### Source data
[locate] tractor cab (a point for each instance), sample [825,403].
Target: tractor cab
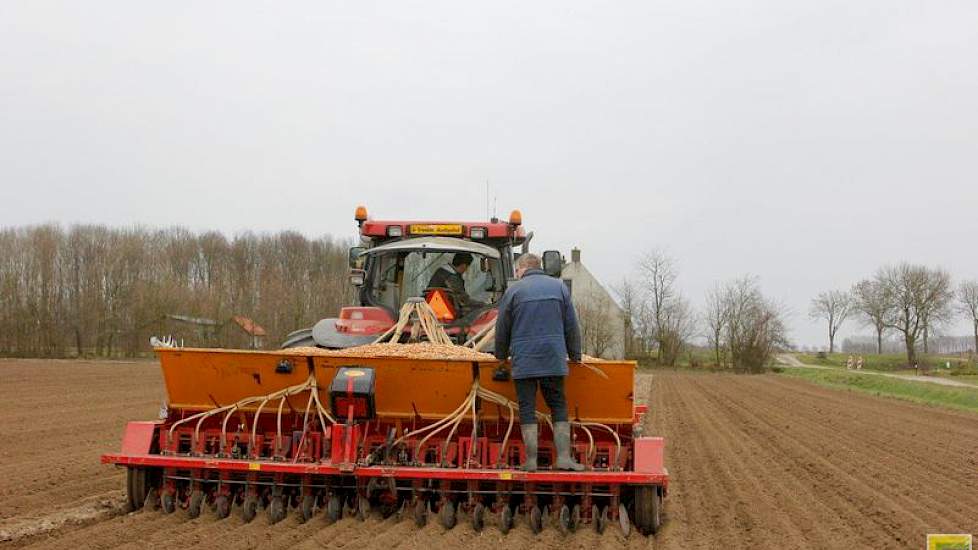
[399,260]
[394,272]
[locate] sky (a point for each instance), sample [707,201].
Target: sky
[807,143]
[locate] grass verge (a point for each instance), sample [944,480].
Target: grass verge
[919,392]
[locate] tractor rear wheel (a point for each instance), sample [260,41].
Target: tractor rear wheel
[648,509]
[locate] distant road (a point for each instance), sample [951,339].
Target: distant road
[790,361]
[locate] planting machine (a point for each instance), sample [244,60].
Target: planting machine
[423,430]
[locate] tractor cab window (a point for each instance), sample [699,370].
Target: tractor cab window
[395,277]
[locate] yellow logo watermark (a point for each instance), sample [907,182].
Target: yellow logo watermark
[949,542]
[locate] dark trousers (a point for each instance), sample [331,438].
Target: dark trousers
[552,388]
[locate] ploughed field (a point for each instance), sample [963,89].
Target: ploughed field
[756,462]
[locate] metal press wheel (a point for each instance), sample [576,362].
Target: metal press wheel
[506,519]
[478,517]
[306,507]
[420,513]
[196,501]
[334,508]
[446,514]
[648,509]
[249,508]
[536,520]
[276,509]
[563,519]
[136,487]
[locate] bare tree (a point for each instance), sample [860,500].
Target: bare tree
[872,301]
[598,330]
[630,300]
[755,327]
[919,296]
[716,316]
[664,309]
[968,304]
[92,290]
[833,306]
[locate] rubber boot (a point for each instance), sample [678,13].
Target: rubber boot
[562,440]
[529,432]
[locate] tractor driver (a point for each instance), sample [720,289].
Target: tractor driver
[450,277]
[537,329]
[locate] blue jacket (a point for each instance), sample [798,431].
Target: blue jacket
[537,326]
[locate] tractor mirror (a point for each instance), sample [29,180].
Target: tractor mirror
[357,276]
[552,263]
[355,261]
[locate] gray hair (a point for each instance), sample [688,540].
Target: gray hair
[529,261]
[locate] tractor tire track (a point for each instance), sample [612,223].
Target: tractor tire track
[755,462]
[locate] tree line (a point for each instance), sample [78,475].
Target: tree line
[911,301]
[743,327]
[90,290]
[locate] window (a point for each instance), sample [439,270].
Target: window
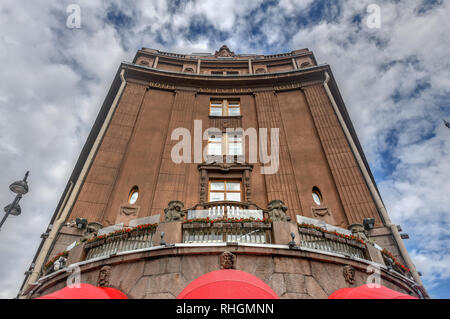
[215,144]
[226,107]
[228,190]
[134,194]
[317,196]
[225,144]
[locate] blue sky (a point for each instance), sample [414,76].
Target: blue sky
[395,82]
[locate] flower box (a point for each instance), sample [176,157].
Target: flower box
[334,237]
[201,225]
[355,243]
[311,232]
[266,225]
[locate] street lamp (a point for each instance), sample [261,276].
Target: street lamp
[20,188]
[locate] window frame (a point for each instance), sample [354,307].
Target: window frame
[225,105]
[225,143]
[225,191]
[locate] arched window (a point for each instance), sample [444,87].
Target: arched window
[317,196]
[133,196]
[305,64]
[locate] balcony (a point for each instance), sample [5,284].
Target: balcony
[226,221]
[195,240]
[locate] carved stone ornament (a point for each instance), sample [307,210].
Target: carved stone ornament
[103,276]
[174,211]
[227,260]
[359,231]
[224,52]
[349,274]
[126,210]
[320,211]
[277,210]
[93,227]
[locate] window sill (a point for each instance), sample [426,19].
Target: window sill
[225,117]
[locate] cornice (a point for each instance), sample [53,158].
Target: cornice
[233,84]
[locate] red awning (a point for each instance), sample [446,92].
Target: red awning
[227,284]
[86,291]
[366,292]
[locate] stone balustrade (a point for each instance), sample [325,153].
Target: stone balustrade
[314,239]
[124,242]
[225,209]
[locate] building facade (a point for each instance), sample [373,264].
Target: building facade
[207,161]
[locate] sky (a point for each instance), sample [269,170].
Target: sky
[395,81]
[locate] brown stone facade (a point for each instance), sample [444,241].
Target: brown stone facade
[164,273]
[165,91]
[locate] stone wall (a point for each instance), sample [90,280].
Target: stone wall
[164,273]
######
### Source data
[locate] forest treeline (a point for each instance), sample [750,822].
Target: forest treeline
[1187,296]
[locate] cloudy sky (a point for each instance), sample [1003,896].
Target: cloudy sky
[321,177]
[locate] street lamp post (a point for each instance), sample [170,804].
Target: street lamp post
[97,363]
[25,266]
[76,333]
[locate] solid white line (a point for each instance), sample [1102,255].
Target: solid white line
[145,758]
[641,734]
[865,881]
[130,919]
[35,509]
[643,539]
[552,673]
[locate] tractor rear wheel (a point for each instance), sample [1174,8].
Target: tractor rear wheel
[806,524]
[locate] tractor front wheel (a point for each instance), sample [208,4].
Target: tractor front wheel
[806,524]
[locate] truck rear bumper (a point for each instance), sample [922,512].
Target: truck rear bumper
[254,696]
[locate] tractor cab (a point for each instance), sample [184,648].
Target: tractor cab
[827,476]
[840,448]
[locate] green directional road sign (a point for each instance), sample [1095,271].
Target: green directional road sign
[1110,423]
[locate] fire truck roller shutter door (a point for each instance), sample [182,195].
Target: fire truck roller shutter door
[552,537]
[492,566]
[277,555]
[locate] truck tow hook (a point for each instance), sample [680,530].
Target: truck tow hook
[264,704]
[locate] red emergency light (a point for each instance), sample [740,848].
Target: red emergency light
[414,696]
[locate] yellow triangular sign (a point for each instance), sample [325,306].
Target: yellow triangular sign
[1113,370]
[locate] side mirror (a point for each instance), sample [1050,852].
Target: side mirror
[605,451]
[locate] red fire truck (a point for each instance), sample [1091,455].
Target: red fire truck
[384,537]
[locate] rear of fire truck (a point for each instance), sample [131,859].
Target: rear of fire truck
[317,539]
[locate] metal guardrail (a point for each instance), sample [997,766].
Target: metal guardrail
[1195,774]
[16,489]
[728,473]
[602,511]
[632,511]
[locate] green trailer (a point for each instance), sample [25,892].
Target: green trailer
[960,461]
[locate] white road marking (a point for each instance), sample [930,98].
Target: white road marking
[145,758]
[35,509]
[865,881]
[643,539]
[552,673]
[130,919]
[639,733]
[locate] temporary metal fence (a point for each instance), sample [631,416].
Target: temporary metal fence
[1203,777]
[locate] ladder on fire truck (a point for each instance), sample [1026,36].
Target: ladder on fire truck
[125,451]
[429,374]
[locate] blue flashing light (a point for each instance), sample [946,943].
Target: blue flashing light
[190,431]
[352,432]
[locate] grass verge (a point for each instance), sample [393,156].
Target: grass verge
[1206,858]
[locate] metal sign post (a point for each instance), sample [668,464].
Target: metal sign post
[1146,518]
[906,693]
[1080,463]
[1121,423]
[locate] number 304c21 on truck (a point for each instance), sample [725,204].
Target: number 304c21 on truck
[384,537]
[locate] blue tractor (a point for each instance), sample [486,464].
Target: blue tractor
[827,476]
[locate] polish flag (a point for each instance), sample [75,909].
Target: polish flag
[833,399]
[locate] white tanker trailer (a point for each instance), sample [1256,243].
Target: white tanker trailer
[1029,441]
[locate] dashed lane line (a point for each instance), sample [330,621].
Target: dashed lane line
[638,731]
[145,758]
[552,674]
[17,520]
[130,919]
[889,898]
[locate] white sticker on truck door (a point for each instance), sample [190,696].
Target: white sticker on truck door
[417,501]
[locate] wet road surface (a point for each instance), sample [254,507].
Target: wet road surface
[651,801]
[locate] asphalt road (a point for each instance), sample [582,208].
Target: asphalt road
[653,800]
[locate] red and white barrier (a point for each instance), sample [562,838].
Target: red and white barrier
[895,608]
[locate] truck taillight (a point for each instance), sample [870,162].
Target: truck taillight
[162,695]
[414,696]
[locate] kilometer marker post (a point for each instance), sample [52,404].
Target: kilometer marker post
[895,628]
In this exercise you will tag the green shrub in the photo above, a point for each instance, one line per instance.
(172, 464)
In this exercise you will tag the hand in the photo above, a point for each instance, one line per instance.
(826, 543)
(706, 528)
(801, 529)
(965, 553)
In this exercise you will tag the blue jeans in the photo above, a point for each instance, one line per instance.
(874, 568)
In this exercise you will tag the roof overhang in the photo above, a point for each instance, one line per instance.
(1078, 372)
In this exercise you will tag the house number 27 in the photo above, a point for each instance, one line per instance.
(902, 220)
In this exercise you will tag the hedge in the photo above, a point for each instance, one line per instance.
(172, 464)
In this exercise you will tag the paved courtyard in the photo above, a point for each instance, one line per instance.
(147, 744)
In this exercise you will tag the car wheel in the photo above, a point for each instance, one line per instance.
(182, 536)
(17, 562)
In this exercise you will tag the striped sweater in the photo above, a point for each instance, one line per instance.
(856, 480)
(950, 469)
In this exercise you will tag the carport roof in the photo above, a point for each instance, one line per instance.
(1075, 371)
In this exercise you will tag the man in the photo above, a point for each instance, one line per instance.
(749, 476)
######
### Source data
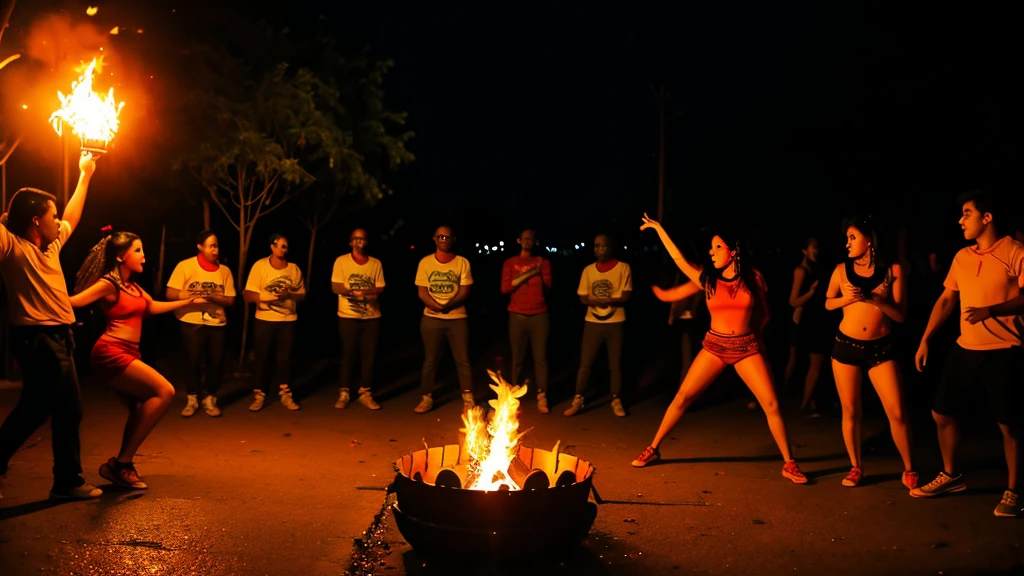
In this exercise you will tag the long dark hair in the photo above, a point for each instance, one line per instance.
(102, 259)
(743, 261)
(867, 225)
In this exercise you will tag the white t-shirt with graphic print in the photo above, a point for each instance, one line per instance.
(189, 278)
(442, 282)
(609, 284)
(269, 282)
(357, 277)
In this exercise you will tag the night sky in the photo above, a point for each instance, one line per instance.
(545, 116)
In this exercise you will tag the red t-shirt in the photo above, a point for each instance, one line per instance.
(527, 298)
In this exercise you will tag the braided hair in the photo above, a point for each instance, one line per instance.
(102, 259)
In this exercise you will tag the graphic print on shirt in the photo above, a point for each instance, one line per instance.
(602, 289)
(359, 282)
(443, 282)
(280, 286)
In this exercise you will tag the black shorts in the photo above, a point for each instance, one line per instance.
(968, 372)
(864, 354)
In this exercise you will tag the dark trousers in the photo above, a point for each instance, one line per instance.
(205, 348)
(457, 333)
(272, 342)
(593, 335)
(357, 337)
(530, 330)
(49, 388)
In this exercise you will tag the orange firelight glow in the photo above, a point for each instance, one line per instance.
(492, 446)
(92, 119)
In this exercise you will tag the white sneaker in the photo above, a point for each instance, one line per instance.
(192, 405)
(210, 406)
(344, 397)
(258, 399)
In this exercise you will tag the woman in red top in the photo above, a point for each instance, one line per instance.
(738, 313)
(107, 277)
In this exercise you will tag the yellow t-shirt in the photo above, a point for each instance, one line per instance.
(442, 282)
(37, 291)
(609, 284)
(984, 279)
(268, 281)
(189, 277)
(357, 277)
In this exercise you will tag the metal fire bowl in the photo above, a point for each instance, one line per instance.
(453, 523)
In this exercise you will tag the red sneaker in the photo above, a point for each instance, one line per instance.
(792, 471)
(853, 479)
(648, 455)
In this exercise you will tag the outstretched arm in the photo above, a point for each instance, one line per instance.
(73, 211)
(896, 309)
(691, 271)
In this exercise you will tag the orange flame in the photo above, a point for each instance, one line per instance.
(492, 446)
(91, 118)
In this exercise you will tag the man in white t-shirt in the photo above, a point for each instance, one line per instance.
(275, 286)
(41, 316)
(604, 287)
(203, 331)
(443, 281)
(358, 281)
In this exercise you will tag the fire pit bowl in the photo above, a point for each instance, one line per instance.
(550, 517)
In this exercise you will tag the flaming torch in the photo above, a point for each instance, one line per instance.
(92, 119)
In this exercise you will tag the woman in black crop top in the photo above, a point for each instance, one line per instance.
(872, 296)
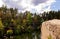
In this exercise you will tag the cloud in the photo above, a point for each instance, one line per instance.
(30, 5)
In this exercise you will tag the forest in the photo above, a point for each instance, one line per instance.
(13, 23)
######
- Exercise description
Using the entries above, repeat exactly the lines from the one with "instance), sample [825,403]." to the one with "[locate] metal press", both included, and leave the pictures behind.

- Answer section
[locate] tractor cab (a point for each instance), sample [825,403].
Target: tractor cab
[399,260]
[394,272]
[locate] sky (a point for each instance), sample [707,201].
Target: sky
[807,143]
[locate] grass verge (a point for each instance), sample [944,480].
Target: grass verge
[919,392]
[locate] tractor rear wheel (a point for each instance), sample [260,41].
Target: tractor rear wheel
[648,509]
[locate] distant road (a point for each instance), sample [951,339].
Target: distant road
[790,361]
[locate] planting machine (a point for each instance), sample [244,60].
Target: planting machine
[423,430]
[locate] tractor cab window (a point for each instance), sample [699,370].
Target: tractor cab window
[395,277]
[locate] yellow logo watermark (a point for each instance), sample [907,182].
Target: yellow logo watermark
[949,542]
[locate] dark trousers (a point for each instance), sample [331,438].
Target: dark trousers
[552,388]
[locate] ploughed field (a point for each instance), sample [963,89].
Target: ploughed field
[756,462]
[locate] metal press wheel (a point for each instance), sample [576,362].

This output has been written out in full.